_YOUR OBJECTIVE_:
Copy each line below exactly as it appears. Pictures are to be omitted.

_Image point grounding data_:
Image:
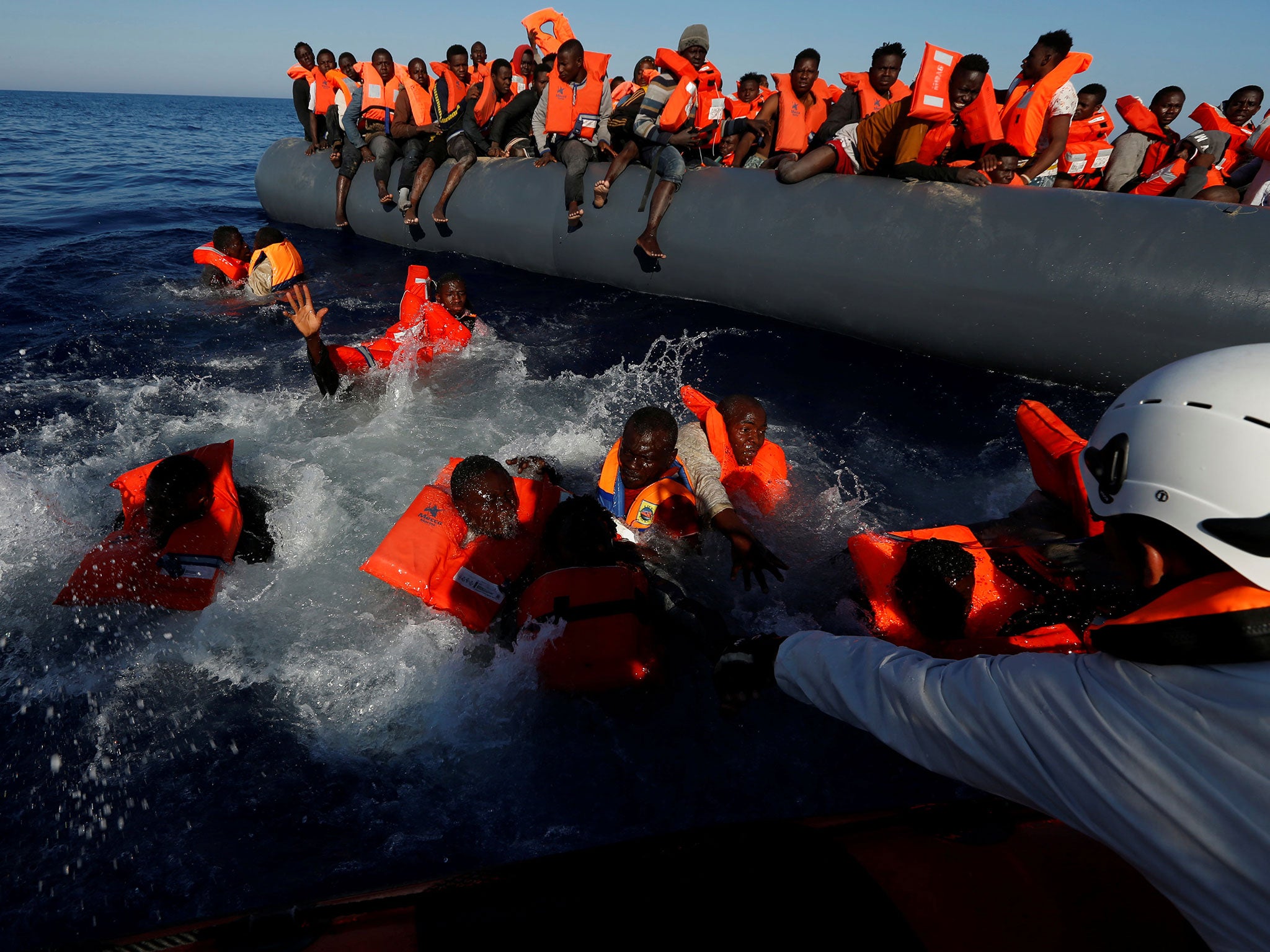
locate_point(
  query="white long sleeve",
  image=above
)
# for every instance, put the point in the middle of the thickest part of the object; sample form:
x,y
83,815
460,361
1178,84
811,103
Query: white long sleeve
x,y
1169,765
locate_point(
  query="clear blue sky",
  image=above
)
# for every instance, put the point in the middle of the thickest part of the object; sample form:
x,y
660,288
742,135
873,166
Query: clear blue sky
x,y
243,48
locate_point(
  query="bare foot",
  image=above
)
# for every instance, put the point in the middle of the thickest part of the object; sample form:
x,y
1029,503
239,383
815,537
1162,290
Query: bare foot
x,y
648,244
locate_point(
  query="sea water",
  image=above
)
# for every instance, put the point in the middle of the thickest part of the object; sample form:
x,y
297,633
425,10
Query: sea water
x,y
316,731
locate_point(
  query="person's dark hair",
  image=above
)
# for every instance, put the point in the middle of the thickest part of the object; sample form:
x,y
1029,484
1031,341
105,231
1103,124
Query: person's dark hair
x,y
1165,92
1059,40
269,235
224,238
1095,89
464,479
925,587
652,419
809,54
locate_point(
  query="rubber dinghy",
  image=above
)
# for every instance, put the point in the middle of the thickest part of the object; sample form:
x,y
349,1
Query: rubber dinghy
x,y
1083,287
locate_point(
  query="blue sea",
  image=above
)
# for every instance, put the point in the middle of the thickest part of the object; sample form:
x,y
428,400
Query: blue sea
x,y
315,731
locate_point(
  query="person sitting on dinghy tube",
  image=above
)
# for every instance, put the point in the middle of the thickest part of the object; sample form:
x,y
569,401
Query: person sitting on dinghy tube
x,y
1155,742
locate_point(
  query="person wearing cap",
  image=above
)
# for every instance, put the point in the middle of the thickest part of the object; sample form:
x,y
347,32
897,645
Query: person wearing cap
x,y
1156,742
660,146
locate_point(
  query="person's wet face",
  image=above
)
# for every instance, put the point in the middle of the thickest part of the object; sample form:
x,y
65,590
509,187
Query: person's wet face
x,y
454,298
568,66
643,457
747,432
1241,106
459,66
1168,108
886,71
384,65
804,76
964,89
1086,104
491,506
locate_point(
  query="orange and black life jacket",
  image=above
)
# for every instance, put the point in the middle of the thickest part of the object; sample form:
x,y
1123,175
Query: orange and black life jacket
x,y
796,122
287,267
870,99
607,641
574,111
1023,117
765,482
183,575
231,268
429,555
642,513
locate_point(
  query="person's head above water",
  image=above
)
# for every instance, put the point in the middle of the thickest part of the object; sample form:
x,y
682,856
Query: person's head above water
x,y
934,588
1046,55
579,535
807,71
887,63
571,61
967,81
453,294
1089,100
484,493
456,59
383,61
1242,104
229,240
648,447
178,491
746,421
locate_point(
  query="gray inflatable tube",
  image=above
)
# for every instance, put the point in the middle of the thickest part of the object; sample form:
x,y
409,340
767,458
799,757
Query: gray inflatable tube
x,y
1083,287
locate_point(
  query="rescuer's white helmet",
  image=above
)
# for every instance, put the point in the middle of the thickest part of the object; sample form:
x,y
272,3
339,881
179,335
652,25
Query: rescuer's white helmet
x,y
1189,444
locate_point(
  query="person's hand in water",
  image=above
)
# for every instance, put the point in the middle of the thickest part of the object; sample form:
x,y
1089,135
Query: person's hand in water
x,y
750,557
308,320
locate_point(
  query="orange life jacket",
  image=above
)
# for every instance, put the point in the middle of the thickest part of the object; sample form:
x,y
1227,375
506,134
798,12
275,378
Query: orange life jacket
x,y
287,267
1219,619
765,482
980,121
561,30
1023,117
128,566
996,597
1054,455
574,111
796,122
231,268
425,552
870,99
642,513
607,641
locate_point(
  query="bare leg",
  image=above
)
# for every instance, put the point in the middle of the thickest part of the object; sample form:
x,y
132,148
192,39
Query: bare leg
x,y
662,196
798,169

_COMPLETED TASK_:
Image:
locate_point(
  query="white long sleeve",
  image=above
)
# for every instance, put the point in the middle of the thickest part of the object; sample form:
x,y
83,815
460,361
1178,84
811,103
Query: white long sleeve
x,y
1169,765
locate_point(
  query="clear blue sky",
  image=above
)
# for every instance, put the point in the middle of the thickest part of the object; sample form:
x,y
660,288
742,135
873,166
Query: clear blue sky
x,y
243,48
locate_point(
  query="bare foot",
  image=above
)
# for every instance, put the point in the middle of the thickest part of the object; sample form:
x,y
1029,503
239,383
815,537
1162,290
Query: bare foot
x,y
648,244
locate_point(
  query="sea water",
  image=above
)
# for every instance, put the point in the middle of the thickest part of the object; sample form:
x,y
297,633
425,10
Query: sea water
x,y
316,731
locate_point(
  query="person's dark hair",
  image=above
)
# for every instance, put the point in the middle of the thickest part of the object; sample form:
x,y
1029,484
1031,341
105,231
1103,124
Query: person's dark hair
x,y
1165,92
1059,40
269,235
224,238
1095,89
464,479
925,587
652,419
809,54
locate_point(
  query="rubber dinghy",
  image=above
)
# for every instance, put the point in the middle of the thickest part of the object; sample form:
x,y
349,1
Query: rubber dinghy
x,y
1083,287
locate_point(
  query="blue sea",
  image=above
)
# for every instance, put the point in the middle of the thickest part of the object; sample form:
x,y
428,400
Query: blue sea
x,y
315,731
locate_point(
  query="person sitting on dinghy tube",
  image=above
)
# for every instance, put the point in the middle of the thickest part of the object; sample form:
x,y
569,401
Query: person sitting on dinghy tube
x,y
1155,742
locate_point(
  query="person wearing cap",
  image=above
)
# for every instance, put the point in the middle of the thickest part of the object; sample form:
x,y
347,32
897,645
Query: person wearing cap
x,y
1156,742
660,146
locate_point(
  query="person's wet face",
  image=above
)
# for every instance, put the point in the middle of the thickest part of the object; sample form:
x,y
65,590
509,187
Query: person's wet face
x,y
454,298
568,66
643,457
747,432
1241,106
459,66
1168,108
886,71
384,65
804,76
964,89
1086,104
491,506
locate_point(
  query="orange and black life jacket",
  image=above
)
# for every instance, put the point in the middle of the thickest part of the object; sample form:
x,y
1123,175
Query: orange and black life jacket
x,y
796,122
287,267
870,99
607,641
574,111
1023,117
765,482
183,575
231,268
429,555
642,513
locate_point(
  query="person's head above water",
  image=above
)
# for every instance, put the point in the middle of the thickest part of the object; sample form:
x,y
682,856
Query: person's head above water
x,y
934,588
1046,55
579,535
807,71
887,63
571,61
967,81
453,294
1089,100
484,493
456,59
383,61
1242,104
229,240
648,447
178,491
746,421
locate_point(
  query="gray inflatable tube",
  image=above
)
# for every instance, put the point in the middle of the thickest part of the object; sample form:
x,y
409,340
767,458
799,757
Query: gray inflatable tube
x,y
1083,287
locate_point(
  query="rescuer's white helmet",
  image=above
)
# for every instance, put the point in the middle of the thickest part of the object; sample form:
x,y
272,3
339,881
179,335
652,25
Query: rescuer's white helmet
x,y
1189,444
locate_point(
  query="person's hand in water",
  image=above
)
# for every instance, put the point in the middle of the thickest part of the object; sample form:
x,y
1089,135
Query: person's hand in water
x,y
750,557
308,320
locate_point(
  query="orange life jacket",
  image=above
)
# for every instance, put the point in the middle of the thickest part of the object; sample form:
x,y
1227,375
506,134
798,12
275,378
Query: orange life jacket
x,y
287,267
1219,619
765,482
980,121
561,30
1023,117
128,566
996,597
1054,455
574,111
796,122
231,268
425,552
870,99
642,513
607,641
locate_point(
  query="bare leg",
  image=above
)
# for every instance, put the point in the middle of the thickest part of the object; sample form:
x,y
132,148
192,39
Query: bare leg
x,y
662,196
798,169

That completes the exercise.